▶ Given request A
In the entries starting at the line containing "of the shirt" and ending at the line containing "Target: shirt collar", substitute "coat lapel" for "shirt collar" and give those lines again with nothing else changed.

= Listed buildings in Craven Arms =

Craven Arms is a civil parish in Shropshire, England. It contains 23 listed buildings that are recorded in the National Heritage List for England. Of these, two are listed at Grade I, the highest of the three grades, and the others are at Grade II, the lowest grade. The parish contains the small town of Craven Arms, the hamlets of Halford and Stokesay, and the surrounding countryside.

Craven Arms was a small settlement before the arrival of the railways in 1852, and has since developed into a market town. The most important buildings in the parish are Stokesay Castle, its gatehouse, and the nearby church, which are listed at Grade I. Most of the other listed buildings are houses, cottages, farmhouses and farm buildings, many of which are timber framed. The remaining listed buildings include another church, tombs, memorials and gates in the churchyard of St John the Baptist's Church, a hotel and associated building, a weir and associated structures, a milestone, a former toll house, and two war memorials, one in the form of a lych gate.

(Entries from a pointing dataset)
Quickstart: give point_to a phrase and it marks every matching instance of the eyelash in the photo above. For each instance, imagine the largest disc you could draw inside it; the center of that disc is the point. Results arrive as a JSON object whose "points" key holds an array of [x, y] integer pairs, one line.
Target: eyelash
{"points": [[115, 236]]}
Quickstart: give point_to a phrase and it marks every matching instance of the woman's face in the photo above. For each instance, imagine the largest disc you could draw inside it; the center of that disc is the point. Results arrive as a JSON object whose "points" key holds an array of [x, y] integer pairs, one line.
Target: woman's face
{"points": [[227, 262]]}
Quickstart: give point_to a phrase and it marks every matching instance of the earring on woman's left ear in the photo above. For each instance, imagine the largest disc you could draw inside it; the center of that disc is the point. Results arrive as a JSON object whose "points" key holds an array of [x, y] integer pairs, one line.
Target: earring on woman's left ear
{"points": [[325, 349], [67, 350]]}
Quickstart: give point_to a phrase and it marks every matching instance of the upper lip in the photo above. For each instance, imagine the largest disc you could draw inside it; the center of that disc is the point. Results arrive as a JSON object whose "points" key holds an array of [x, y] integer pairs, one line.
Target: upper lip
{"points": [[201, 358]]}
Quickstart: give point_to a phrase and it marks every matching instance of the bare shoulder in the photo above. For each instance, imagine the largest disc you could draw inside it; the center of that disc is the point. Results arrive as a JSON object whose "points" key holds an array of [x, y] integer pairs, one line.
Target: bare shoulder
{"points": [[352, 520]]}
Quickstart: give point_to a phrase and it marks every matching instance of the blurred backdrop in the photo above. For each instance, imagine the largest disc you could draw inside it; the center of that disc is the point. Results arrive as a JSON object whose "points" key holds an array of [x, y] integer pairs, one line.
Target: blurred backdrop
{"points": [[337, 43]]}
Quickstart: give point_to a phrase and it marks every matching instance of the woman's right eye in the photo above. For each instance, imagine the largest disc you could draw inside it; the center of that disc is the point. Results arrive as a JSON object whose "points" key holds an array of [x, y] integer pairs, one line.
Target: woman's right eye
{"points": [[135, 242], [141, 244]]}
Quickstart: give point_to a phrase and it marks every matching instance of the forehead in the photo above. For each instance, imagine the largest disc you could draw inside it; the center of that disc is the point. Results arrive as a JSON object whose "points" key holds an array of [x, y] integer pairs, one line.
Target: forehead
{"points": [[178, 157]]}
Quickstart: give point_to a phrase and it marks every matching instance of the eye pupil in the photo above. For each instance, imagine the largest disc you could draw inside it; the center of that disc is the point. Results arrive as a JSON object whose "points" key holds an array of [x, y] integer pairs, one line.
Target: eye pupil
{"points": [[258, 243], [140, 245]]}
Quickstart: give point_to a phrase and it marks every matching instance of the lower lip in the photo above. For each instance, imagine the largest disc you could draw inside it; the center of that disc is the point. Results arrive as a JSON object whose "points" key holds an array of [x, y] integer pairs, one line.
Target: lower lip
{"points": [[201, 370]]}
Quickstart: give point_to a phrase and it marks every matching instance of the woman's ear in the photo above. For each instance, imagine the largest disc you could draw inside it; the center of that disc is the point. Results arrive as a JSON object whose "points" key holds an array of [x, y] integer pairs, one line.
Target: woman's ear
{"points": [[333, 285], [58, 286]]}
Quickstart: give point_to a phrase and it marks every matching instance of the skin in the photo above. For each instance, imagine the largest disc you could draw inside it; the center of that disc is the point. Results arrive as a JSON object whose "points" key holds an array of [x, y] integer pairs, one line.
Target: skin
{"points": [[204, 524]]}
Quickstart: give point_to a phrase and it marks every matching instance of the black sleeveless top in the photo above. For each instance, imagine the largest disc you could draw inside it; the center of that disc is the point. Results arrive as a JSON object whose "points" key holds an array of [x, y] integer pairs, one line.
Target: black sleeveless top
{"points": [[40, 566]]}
---
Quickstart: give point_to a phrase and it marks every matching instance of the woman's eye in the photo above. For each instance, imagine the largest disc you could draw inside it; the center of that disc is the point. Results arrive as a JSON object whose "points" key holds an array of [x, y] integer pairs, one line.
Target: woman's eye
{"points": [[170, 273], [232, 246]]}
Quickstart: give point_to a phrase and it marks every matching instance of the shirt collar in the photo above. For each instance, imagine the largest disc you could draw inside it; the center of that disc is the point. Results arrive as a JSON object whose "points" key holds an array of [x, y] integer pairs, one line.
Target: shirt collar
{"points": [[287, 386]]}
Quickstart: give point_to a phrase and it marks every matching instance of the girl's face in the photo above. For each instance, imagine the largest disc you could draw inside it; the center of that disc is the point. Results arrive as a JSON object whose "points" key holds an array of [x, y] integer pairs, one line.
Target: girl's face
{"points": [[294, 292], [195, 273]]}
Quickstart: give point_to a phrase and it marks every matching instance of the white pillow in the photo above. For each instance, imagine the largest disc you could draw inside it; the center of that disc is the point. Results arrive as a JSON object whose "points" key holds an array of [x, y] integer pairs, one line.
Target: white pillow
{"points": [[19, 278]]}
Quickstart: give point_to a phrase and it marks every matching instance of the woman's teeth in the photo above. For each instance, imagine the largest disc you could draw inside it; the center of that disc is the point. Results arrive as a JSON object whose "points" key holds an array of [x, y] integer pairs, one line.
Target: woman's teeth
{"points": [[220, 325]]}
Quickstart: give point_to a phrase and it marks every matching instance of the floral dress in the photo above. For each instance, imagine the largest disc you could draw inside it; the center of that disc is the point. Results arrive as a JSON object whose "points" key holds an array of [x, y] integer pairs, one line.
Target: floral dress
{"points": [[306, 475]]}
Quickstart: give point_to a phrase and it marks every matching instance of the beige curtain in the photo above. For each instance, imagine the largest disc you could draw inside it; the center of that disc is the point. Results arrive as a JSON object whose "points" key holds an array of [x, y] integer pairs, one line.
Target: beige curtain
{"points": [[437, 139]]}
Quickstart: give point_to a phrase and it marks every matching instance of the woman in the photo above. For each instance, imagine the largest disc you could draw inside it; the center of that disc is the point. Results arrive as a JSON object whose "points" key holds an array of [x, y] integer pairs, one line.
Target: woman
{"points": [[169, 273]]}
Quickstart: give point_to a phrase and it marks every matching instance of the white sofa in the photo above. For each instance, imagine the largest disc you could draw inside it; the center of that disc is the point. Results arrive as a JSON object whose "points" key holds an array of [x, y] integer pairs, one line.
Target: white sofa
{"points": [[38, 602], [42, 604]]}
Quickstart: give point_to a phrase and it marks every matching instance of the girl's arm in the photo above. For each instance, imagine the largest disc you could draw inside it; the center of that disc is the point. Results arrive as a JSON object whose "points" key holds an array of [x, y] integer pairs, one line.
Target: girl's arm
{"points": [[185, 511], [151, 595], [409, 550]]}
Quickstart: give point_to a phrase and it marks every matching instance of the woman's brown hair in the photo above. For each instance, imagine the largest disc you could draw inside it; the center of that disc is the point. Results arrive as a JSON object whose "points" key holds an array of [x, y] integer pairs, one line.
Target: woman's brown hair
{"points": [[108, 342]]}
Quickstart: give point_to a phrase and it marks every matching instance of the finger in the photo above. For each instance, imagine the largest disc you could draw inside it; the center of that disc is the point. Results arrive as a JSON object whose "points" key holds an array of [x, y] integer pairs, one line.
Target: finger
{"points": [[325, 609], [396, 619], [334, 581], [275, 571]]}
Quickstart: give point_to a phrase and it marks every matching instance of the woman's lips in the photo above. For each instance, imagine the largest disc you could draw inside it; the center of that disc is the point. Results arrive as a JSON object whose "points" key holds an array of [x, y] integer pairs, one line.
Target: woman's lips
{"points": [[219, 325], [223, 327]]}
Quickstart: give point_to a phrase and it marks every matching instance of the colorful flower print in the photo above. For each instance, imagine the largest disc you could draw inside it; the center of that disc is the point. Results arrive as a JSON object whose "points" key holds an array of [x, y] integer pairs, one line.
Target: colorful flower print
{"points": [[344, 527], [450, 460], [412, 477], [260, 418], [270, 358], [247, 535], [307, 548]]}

▶ Given request B
Answer these from the text on listed buildings in Craven Arms:
(i) In what year did the railways arrive in Craven Arms?
(ii) How many listed buildings does the parish contain?
(iii) Which two hamlets are in the parish?

▶ Correct result A
Quickstart: give point_to a phrase and it marks every matching instance of the coat lapel in the photo above. For each instance, imagine the largest disc you could draw inside it; the center of that disc is the point. Results arrive as a JSON object whose "points" key holds an array of [x, y] integer pairs, one line.
Target: coat lapel

▶ Correct result B
(i) 1852
(ii) 23
(iii) Halford and Stokesay